Entries provided:
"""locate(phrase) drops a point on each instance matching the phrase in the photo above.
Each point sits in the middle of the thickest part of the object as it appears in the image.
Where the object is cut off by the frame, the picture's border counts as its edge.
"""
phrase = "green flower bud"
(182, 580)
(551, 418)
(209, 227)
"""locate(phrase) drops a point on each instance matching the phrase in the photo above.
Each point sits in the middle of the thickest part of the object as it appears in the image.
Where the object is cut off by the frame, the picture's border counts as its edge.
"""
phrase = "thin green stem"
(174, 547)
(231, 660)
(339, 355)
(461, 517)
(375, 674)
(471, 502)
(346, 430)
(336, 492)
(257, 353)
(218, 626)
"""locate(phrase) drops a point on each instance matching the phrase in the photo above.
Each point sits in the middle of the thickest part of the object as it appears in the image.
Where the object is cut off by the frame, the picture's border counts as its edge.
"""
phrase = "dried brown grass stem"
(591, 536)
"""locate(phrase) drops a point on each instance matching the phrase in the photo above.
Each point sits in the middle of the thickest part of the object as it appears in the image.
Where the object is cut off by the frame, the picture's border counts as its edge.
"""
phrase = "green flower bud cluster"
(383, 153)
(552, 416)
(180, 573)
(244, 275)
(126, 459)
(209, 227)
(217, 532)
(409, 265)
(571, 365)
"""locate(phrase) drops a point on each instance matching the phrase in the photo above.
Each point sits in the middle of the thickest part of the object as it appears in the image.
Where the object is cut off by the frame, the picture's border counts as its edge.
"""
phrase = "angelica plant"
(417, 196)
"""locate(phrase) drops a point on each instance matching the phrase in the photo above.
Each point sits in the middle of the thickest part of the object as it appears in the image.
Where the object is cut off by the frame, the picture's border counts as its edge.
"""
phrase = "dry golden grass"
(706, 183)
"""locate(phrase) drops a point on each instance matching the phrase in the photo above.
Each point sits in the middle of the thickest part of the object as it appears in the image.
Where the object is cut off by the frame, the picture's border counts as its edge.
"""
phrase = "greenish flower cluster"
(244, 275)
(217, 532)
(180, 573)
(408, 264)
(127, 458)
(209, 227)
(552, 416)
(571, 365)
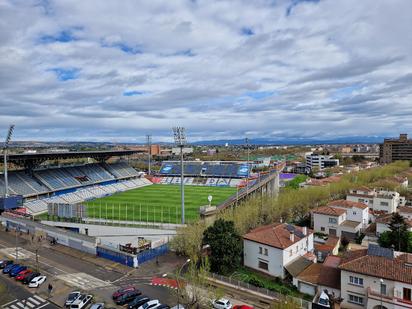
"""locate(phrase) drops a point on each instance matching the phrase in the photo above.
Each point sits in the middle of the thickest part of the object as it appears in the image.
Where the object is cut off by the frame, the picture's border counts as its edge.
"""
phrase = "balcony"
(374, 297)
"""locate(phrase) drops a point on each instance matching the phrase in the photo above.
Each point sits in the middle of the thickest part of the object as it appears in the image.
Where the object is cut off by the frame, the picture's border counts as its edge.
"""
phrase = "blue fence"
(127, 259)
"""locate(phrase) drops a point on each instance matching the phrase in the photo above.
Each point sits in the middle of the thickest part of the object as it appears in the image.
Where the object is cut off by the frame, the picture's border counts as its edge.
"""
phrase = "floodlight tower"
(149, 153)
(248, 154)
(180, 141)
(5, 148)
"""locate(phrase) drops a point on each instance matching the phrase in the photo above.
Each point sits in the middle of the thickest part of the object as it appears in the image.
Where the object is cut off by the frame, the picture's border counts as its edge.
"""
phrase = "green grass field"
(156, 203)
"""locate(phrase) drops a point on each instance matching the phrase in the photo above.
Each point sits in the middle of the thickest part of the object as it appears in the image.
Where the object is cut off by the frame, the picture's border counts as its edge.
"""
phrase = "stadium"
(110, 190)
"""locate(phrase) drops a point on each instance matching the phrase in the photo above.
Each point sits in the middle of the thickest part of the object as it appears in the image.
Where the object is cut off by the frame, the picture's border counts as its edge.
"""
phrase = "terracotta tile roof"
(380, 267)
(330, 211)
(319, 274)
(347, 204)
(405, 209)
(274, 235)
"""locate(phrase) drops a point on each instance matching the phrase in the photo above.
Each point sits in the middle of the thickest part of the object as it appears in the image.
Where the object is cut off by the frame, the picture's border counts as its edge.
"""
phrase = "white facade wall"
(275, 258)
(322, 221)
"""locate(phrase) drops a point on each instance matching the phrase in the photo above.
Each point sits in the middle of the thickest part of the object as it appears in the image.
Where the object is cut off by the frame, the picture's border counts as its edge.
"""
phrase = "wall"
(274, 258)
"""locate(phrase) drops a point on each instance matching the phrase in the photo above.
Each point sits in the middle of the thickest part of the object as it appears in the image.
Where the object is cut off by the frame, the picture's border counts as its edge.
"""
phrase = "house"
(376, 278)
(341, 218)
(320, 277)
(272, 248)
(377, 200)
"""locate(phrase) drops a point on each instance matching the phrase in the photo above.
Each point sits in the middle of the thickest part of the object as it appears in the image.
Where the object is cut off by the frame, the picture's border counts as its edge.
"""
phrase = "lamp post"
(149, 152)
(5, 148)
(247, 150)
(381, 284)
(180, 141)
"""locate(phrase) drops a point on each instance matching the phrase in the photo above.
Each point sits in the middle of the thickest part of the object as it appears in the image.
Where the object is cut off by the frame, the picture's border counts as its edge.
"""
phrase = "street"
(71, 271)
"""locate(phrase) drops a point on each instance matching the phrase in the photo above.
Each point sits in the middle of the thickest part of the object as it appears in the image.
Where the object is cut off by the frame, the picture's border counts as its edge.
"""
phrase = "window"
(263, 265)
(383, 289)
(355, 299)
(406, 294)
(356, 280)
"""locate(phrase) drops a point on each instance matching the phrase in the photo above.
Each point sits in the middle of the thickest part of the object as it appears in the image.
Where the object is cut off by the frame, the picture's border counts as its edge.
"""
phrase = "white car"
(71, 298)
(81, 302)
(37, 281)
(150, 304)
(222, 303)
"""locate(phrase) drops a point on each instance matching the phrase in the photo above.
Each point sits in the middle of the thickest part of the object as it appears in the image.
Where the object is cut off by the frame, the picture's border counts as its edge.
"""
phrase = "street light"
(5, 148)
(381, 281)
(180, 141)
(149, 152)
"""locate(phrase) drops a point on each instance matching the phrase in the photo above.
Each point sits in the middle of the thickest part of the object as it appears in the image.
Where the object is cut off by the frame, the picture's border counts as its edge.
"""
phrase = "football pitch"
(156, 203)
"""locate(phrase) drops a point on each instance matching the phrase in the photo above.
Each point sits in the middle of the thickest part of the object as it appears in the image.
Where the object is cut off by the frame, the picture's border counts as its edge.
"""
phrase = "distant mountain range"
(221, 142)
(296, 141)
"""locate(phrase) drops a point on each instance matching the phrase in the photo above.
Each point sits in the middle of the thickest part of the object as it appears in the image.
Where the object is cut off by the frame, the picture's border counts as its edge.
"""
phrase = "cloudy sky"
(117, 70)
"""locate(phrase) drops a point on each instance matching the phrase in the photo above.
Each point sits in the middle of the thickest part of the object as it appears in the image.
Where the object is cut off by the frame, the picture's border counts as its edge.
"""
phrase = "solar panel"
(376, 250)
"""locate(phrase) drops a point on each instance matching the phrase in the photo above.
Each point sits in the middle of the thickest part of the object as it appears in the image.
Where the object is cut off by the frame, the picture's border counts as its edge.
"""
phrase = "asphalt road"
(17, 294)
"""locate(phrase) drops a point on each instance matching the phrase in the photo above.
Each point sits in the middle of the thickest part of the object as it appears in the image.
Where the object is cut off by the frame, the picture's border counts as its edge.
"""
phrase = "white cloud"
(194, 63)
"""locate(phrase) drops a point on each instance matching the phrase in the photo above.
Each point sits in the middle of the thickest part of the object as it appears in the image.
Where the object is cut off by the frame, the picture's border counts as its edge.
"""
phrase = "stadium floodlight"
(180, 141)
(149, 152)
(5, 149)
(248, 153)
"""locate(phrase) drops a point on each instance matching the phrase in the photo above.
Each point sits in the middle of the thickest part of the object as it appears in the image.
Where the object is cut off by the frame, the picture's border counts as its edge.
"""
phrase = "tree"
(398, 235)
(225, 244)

The problem:
Pull out every line of the data above that contains the string "wall". Match case exactly.

Result:
phrase = "white facade wall"
phrase = "wall"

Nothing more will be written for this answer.